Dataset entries
>>>

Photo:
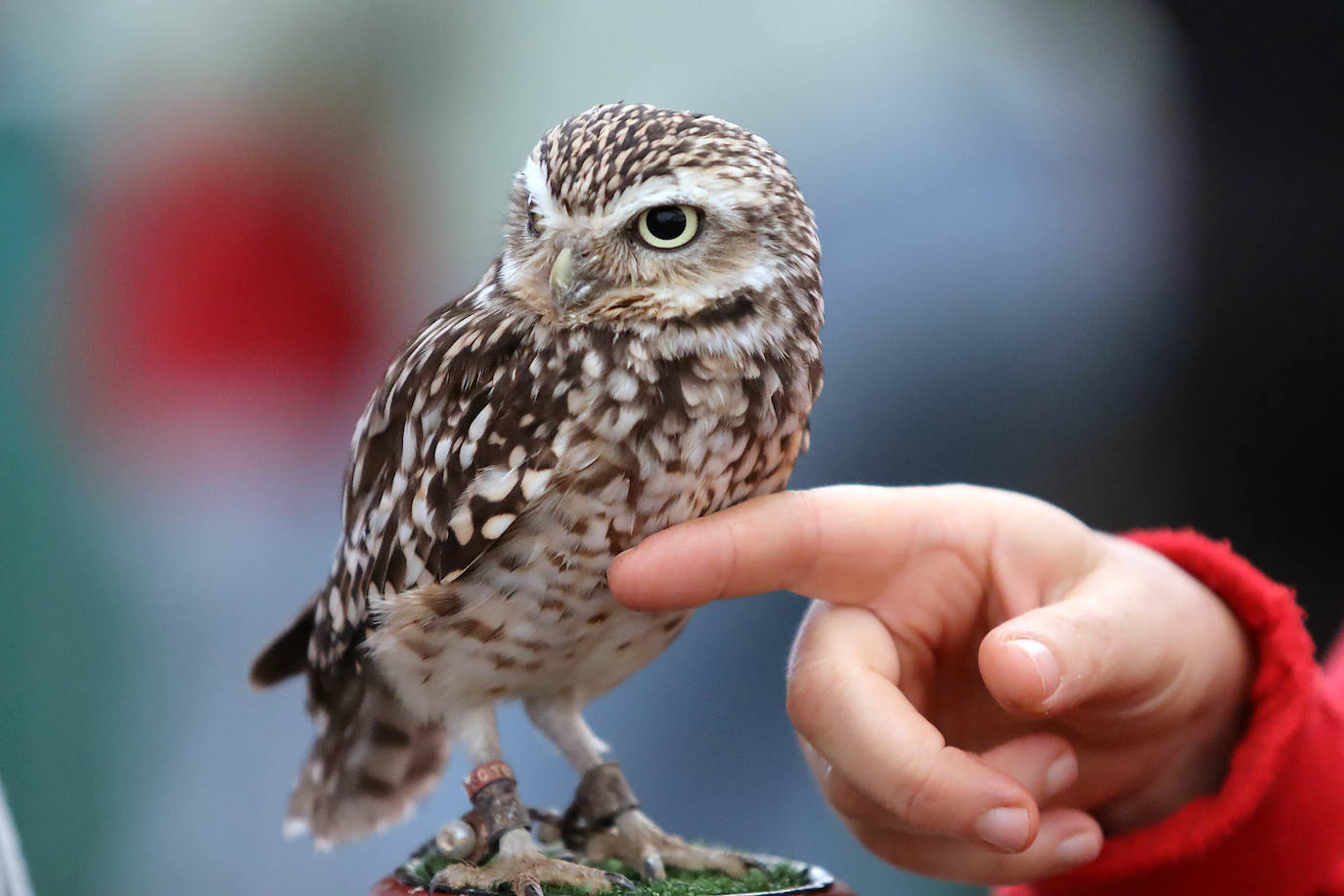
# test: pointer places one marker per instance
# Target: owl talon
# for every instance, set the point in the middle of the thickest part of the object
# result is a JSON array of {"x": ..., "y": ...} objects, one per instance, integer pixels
[
  {"x": 642, "y": 844},
  {"x": 653, "y": 868},
  {"x": 620, "y": 880}
]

<<<

Problem details: Render the lines above as a Markdown table with two columns, Row and Line text, numbering each non-blank line and skipping any blank ones. Omit the picture from your table.

The output:
| Row | Line text |
|---|---|
| 1 | Photo: |
| 2 | # test: pointer places one marker per instance |
| 3 | # Target: owl talon |
| 4 | # for every instance, set the point in the middle of the thickest part of the object |
| 5 | # result is a JSON array of {"x": ..., "y": ...} objects, one per instance, integer pixels |
| 6 | [ |
| 7 |   {"x": 642, "y": 844}, |
| 8 |   {"x": 653, "y": 868}, |
| 9 |   {"x": 620, "y": 880} |
| 10 | ] |